◆ **WORK REQUIRED**: Copy the items from the line with "Find the black baseball" to the line with "[(771, 369)]", switching "denim shorts" to "jean shorts" and leaving everything else the same.

◆ **SUPPLIED INFORMATION**:
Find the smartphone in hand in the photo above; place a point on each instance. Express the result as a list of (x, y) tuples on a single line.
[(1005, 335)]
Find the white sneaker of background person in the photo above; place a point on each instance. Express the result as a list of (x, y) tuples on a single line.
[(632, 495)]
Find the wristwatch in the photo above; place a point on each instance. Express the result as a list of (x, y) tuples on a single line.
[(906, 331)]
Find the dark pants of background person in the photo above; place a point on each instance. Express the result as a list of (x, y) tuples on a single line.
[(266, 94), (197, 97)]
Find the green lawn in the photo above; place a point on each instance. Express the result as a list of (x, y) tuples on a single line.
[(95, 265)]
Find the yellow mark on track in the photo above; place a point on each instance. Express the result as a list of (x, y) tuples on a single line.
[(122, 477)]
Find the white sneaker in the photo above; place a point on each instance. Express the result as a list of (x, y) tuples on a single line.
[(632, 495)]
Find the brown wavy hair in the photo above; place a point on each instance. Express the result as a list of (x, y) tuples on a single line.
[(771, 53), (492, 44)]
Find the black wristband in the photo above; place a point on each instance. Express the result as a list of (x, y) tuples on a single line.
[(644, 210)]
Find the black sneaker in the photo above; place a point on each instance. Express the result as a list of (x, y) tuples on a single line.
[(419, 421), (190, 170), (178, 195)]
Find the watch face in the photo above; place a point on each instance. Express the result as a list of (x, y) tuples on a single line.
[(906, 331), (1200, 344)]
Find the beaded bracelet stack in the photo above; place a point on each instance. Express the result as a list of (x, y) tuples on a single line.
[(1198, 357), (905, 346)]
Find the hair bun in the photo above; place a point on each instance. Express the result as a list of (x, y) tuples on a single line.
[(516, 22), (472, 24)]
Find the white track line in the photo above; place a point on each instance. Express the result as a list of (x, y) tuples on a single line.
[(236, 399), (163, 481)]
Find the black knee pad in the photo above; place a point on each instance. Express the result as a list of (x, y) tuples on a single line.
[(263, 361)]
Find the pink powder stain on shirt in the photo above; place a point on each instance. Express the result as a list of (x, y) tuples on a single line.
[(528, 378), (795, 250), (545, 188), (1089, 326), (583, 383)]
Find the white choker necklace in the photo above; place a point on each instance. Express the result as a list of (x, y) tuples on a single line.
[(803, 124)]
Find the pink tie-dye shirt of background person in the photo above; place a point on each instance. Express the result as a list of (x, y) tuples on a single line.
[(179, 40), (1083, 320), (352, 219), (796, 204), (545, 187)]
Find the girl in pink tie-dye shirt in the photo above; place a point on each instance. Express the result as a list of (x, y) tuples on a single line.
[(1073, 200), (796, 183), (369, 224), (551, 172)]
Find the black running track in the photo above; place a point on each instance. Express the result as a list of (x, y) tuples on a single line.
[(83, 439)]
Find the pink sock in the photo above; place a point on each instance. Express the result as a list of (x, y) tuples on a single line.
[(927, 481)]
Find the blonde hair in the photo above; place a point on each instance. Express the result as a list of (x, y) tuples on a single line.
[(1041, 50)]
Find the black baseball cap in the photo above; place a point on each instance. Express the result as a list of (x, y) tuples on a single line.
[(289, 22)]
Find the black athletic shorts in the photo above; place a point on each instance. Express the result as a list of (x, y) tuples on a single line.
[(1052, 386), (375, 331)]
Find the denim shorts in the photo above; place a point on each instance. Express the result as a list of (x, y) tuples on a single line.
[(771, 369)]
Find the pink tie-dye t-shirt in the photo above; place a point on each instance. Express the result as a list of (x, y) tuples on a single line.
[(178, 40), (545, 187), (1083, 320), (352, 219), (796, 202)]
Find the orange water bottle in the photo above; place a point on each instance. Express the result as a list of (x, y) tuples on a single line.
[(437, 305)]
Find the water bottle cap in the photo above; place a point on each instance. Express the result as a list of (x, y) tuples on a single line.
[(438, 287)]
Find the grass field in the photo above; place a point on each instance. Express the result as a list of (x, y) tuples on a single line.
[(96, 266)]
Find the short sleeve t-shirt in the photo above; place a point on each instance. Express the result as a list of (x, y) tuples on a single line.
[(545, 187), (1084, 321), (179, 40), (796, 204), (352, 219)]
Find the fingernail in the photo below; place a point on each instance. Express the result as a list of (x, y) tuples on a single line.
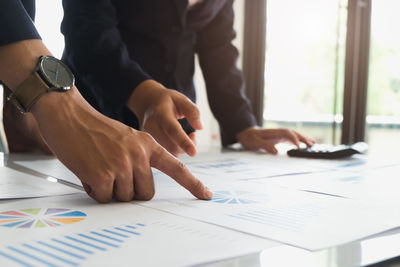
[(209, 194), (191, 151)]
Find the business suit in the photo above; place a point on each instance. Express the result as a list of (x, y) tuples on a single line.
[(16, 18), (114, 45)]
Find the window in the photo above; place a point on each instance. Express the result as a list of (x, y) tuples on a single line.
[(305, 66), (306, 74), (383, 106)]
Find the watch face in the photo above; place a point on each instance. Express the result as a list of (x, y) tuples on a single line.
[(56, 73)]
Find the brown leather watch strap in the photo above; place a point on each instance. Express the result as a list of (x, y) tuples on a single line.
[(30, 91)]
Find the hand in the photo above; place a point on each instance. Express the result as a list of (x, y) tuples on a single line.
[(256, 138), (159, 109), (110, 158)]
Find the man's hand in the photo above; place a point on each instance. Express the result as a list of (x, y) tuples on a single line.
[(159, 109), (256, 138), (110, 158)]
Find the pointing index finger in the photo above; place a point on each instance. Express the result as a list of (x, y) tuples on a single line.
[(174, 168)]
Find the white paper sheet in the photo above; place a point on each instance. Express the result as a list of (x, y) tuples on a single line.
[(374, 185), (306, 220), (235, 165), (247, 165), (46, 165), (14, 184), (116, 234)]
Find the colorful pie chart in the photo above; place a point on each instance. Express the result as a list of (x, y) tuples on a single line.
[(40, 217)]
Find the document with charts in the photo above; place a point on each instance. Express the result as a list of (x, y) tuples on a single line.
[(76, 230), (15, 184), (302, 219)]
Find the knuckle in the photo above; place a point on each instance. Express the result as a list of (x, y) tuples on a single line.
[(147, 195), (124, 196), (181, 167)]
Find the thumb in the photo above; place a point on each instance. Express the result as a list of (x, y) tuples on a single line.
[(189, 110)]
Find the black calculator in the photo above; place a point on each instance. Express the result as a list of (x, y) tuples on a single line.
[(325, 151)]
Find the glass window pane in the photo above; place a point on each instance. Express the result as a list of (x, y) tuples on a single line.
[(383, 107), (305, 66)]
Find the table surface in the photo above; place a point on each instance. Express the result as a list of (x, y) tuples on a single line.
[(380, 250)]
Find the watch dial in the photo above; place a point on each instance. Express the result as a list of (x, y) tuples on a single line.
[(57, 73)]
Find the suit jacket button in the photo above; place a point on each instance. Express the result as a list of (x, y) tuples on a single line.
[(168, 68), (175, 29)]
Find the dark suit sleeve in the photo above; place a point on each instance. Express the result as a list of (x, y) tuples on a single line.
[(224, 81), (16, 23), (95, 50)]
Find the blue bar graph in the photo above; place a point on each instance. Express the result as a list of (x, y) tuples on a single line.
[(70, 250)]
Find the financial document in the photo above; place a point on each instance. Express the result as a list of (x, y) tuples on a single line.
[(311, 204), (307, 220), (15, 184), (75, 230)]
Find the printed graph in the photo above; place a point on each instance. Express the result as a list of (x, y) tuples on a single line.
[(71, 249), (40, 217), (293, 219), (238, 197)]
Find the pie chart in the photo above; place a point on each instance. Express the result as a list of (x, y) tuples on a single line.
[(40, 217)]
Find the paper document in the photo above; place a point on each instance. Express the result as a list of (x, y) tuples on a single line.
[(14, 184), (46, 165), (75, 230), (302, 219)]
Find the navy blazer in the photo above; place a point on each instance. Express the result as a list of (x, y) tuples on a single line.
[(114, 45), (16, 21)]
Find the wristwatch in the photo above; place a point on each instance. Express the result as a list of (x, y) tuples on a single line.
[(50, 75)]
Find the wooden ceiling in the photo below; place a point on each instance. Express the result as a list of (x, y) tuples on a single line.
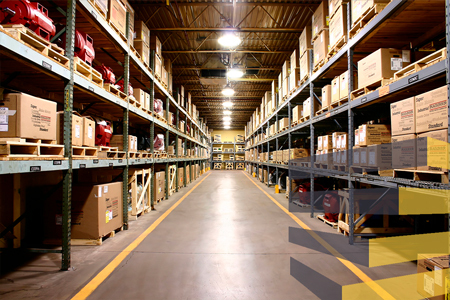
[(189, 31)]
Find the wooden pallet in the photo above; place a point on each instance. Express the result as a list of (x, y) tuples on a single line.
[(38, 43), (23, 149), (370, 171), (337, 47), (370, 88), (422, 64), (122, 35), (322, 218), (365, 19), (84, 152), (433, 176), (113, 90)]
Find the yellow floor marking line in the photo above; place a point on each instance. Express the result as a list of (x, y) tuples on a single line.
[(100, 277), (354, 269)]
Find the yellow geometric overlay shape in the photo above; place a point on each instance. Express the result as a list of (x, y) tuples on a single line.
[(398, 249), (416, 201), (408, 287)]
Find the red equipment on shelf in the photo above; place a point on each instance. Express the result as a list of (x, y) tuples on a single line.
[(107, 74), (331, 206), (31, 14), (158, 142), (158, 107), (121, 87), (103, 133)]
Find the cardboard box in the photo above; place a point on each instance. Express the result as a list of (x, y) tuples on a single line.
[(360, 7), (338, 26), (25, 116), (431, 110), (159, 187), (432, 270), (381, 64), (88, 132), (305, 40), (297, 113), (155, 44), (433, 150), (403, 117), (143, 49), (326, 96), (142, 32), (404, 151), (374, 134), (321, 47), (335, 97), (117, 15), (77, 129), (379, 156), (320, 19)]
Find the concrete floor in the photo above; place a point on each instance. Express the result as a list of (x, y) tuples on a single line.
[(226, 240)]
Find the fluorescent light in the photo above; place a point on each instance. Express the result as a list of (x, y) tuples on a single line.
[(228, 91), (229, 40), (234, 73)]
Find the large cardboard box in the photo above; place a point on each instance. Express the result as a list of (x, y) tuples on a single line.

◆ **TASK ANSWER**:
Find the black baseball cap in the photo above; place a point on each instance. Express the result as a list of (x, y) tuples on a single line.
[(289, 22)]
Find the black athletic shorts in the photo above; place a point on each instance. Express the result as a list of (x, y) tuples on a single line.
[(1052, 386), (375, 331)]
Find the jean shorts in the photo above; place a point on each instance. Express the result as a list of (x, y) tuples on a single line.
[(771, 369)]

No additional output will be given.